§ **EXTRAIT DU DOCUMENT**
● ● ●

Quelles que soient l'année d’essai et les conditions climatiques, les productions totales et les calibres supérieurs à 50 mm ont été favorisés par l’apport de digestat. Soit en été, juste avant l’implantation de la Cipan, soit au printemps, avant la plantation des pommes de terre.  L’efficacité calculée de cette matière est de 55 %. Cela signifie que l’apport de 100 kg d’azote total sous forme de digestat correspond à une fertilisation minérale de 55 unités d’azote sous forme de N27. Cela s’applique lorsque le digestat est directement incorporé à l’épandage.

La comparaison des rendements obtenus avec les différents traitements organiques en fonction de doses croissantes d’azote permet de mettre en évidence l’intérêt pour l’agriculteur de  combiner un apport organique de type digestat avec une fertilisation minérale adaptée. L’ap port d’engrais minéral doit être limité et faire l’objet d’un conseil de fertilisation. Ainsi, l’engrais apporté en complément du digestat permet d’atteindre un optimum de production et de limiter le reliquat d’azote potentiellement lessivable. Au-delà de cet optimum, l’augmentation de la production devient non significative, tandis que le risque de perte d’azote vers la ressource en eau augmente significativement.

 

En été ou au printemps ?

● ● ●

§ **LIGNES DE DONNÉES**
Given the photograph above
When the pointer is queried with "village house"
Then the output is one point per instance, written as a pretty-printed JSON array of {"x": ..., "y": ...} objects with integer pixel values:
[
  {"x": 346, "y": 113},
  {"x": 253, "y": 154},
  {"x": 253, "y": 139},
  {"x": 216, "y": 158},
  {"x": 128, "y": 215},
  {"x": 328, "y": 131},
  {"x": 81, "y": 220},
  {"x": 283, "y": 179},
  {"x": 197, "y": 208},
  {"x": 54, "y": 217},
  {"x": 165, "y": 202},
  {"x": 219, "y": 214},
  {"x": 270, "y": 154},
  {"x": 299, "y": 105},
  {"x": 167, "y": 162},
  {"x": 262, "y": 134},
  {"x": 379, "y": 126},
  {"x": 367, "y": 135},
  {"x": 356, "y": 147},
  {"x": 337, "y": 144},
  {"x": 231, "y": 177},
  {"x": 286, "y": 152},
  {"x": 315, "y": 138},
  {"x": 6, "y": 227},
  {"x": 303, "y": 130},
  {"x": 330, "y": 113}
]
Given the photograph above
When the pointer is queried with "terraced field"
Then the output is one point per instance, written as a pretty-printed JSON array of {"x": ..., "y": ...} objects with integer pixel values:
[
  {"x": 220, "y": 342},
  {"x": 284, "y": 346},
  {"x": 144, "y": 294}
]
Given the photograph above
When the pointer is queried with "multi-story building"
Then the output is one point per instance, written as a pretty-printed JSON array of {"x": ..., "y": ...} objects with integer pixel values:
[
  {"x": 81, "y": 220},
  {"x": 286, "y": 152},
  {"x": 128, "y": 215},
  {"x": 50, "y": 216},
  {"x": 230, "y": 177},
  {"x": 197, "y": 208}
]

● ● ●

§ **CONSIGNE ÉCRITE A**
Recopiez le passage de l'extrait sur le digestat qui commence par les mots contenant « La comparaison des » et se termine par « ou au printemps ? ».
§ **CONSIGNE ÉCRITE B**
Donnez la suite de l'extrait sur le digestat, à partir de sa dernière phrase.
Le listing n'a aucun lien avec l'extrait sur le digestat.

§ **RÉPONSE A**
La comparaison des rendements obtenus avec les différents traitements organiques en fonction de doses croissantes d’azote permet de mettre en évidence l’intérêt pour l’agriculteur de  combiner un apport organique de type digestat avec une fertilisation minérale adaptée. L’ap port d’engrais minéral doit être limité et faire l’objet d’un conseil de fertilisation. Ainsi, l’engrais apporté en complément du digestat permet d’atteindre un optimum de production et de limiter le reliquat d’azote potentiellement lessivable. Au-delà de cet optimum, l’augmentation de la production devient non significative, tandis que le risque de perte d’azote vers la ressource en eau augmente significativement.

 

En été ou au printemps ?

§ **RÉPONSE B**
Quant à la comparaison entre apport d’été et de printemps, le digestat apporté en été avant un couvert d’interculture a présenté la meilleure combinaison. Ce dernier allie un revenu élevé de la production et un reliquat limité d’azote potentiellement lessivable (APL). L’apport de printemps a présenté un intérêt économique élevé, mais les reliquats azotés après récolte sont plus fréquemment non conformes. Pour limiter ce risque, il conviendrait d’adapter la dose épandue au printemps en la limitant à 25-30 m³/ha (150 kg N/ha). L’expérimentation sera poursuivie en 2023 afin d’affiner les préconisations en termes de fertilisations avec du digestat. Les paramètres agronomiques, environnementaux et économiques seront considérés, tout comme le contexte des marchés de plus en plus volatil concernant le prix des engrais et des productions.